## Begin Dataset records
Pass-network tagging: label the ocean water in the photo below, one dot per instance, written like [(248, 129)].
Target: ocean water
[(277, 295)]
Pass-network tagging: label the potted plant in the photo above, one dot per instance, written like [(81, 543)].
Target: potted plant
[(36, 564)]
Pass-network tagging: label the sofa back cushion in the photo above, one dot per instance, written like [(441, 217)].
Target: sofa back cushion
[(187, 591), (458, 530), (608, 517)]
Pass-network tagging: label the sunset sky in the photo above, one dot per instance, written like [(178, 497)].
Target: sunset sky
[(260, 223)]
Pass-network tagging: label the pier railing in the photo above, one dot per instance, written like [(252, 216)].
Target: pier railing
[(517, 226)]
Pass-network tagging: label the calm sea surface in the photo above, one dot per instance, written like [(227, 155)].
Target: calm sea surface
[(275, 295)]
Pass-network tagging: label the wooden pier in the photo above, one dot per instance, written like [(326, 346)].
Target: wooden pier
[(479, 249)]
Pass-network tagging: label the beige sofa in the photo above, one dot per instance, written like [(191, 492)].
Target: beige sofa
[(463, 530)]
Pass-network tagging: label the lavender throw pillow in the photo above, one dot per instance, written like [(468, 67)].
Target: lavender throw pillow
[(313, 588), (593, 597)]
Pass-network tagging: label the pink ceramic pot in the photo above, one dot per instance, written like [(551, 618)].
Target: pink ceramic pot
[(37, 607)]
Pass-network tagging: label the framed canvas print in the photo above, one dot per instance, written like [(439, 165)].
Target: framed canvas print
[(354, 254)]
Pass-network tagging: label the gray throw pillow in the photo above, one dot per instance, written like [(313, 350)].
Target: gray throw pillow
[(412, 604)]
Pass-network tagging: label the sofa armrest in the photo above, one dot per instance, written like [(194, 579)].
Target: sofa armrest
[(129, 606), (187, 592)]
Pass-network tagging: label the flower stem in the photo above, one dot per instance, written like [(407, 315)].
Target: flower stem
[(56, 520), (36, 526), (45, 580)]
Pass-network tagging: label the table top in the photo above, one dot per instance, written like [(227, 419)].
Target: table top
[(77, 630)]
## End Dataset records
*Given request*:
Reproduce every one of the items above verbatim, from first to last.

*Exercise result*:
Pass-network tagging: label the ocean water in the photo below, one dot per instance, written like [(248, 129)].
Target: ocean water
[(277, 295)]
Pass-network tagging: label the potted plant in the photo above, one dot per instance, written like [(81, 543)].
Target: potted plant
[(36, 564)]
Pass-network tagging: label the sofa back cushion in the photo above, one dot per instance, written like [(441, 217)].
Target: sofa back cushion
[(187, 591), (458, 530), (608, 517)]
Pass-network tagging: label the sunset sky in the photo above, one dot per instance, written like [(178, 497)].
Target: sunset sky
[(260, 223)]
Pass-network tagging: label the pier railing in the photo above, one dot per instance, written like [(252, 216)].
Target: pier railing
[(517, 226)]
Pass-network tagging: label the calm sea surface in the photo above, one dot per instance, written like [(227, 155)].
Target: calm sea surface
[(275, 295)]
Pass-network tagging: label the wooden pier in the photo above, one dot per instance, written like [(326, 346)].
Target: wooden pier
[(479, 249)]
Pass-network tagging: label the beige sofa in the photo above, one dot per instance, written like [(191, 492)].
Target: beige sofa
[(463, 530)]
Pass-network tagging: label the lavender throw pillow in the photo above, one dot per instance, written like [(468, 67)].
Target: lavender throw pillow
[(313, 588), (593, 597)]
Pass-network tagging: label the pink ceramic pot in the photo above, one dot per instance, written like [(551, 618)].
Target: pink ceramic pot
[(37, 607)]
Pass-network tagging: label the framed canvas print in the photo above, one dot per instance, written like [(439, 165)].
Target: framed canvas print
[(354, 254)]
Pass-network tagging: label the gray throw pillow in the photo above, one dot per instance, written like [(313, 350)].
Target: gray throw pillow
[(412, 604)]
Pass-network tagging: label the sofa armrest in the photo above, one dot per instance, written like [(194, 579)].
Target: sofa armrest
[(129, 606), (187, 592)]
Pass-network tagging: label the flower stem in the photo above, one dot per instance, written like [(407, 315)].
Target: flower stem
[(56, 520), (36, 526), (45, 580)]
Pass-network tagging: label the table top in the photo above, one dot per instance, written like [(227, 419)].
Target: table top
[(77, 630)]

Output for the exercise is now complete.